──────── Source material ────────

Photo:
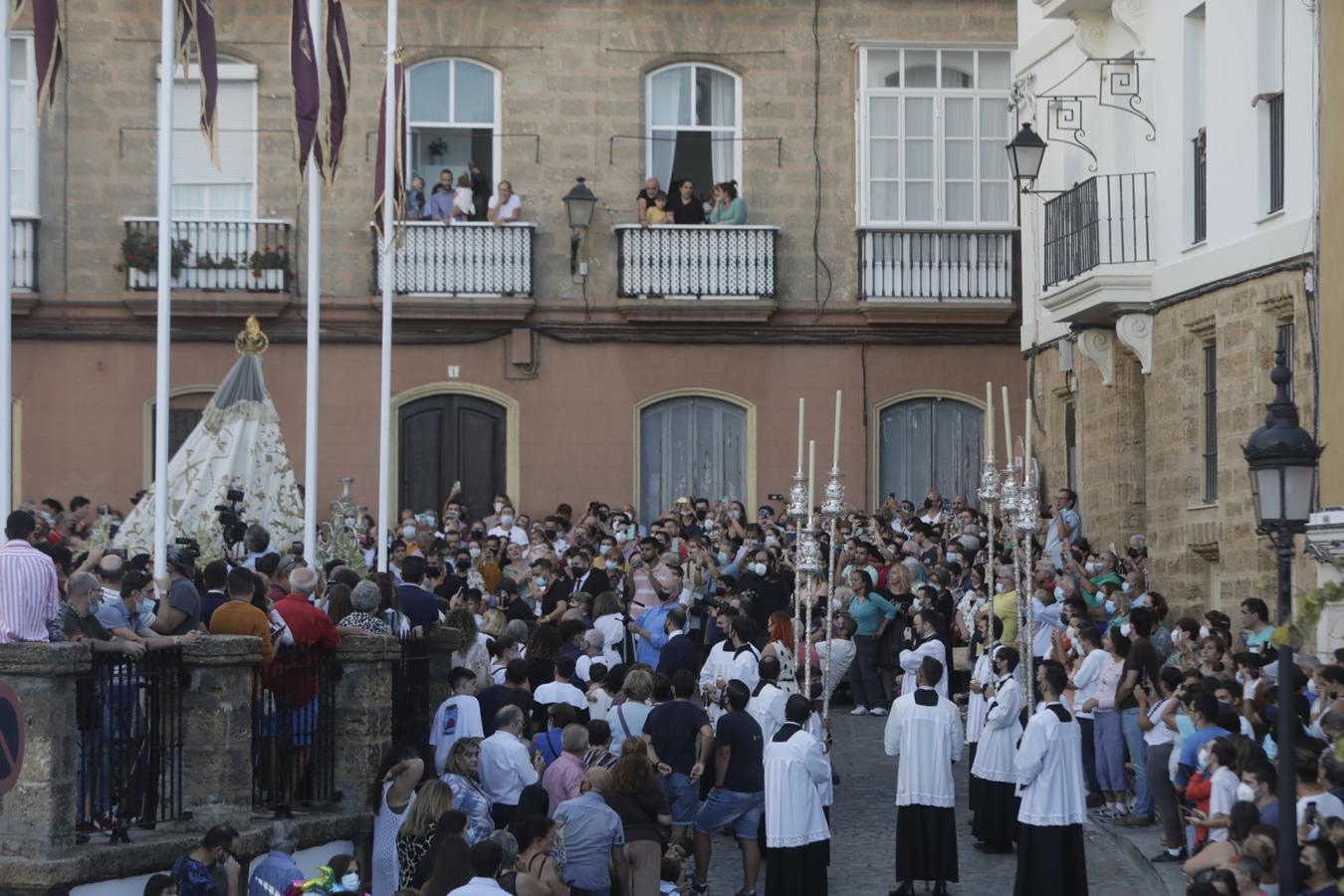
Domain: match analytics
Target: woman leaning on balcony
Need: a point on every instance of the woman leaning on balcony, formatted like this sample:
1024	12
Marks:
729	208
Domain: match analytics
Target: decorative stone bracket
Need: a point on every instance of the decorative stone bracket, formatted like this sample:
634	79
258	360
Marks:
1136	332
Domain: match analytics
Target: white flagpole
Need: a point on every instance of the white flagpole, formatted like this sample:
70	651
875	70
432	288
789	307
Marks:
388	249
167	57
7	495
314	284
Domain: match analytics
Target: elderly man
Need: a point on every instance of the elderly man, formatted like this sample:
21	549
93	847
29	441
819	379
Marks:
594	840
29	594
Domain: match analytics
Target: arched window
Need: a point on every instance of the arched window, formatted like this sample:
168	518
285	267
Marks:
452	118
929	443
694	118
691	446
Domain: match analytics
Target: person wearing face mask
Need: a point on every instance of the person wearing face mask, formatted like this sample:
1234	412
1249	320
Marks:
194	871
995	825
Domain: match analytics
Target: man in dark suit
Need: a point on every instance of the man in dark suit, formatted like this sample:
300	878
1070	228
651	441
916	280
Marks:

────────

### Given exercise
Rewrite the lines above so that every occurrence of "match analytics" reads "sports analytics" and nothing else changes. Leave the pictures out of your version.

### Solution
Photo:
Domain: sports analytics
Target: woman leaning on balcony
Need: a point on every instance of the woman leaning on balcony, formatted like this sample:
1024	12
Marks:
729	208
Domain: sports analytics
Target: decorative stone bracket
Need: a point on every instance of the decorative stone bracket, formatted like this sample:
634	79
258	360
Marks:
1136	332
Domain: sports analytics
Target: white flagpole
Need: a point on every instance of the white flagpole, formatted like this sample:
70	651
875	70
432	288
789	307
Marks:
388	249
167	57
7	495
314	284
Domain: sports analytics
Target: elderly man
Need: a point on every instance of the elderly man, formatted like this sample:
21	549
93	847
29	441
819	379
Marks:
594	840
29	594
Domain: sports analytics
Target: arched window
Need: a point on every instance of the arched window, formatted like this sample:
168	518
285	267
Marks:
452	118
929	443
694	118
691	446
Domain: sports analytics
Target: person wearing face mask
Need: a point on every instance of the person wearing face mask, formatted like this sample:
1234	412
1249	320
Marks:
194	871
995	825
Domain: sports analytics
Target: man in dark suit
Need: a point on every instance of the man in dark suit, formatted like this sample:
300	878
1070	228
651	441
916	280
Marks:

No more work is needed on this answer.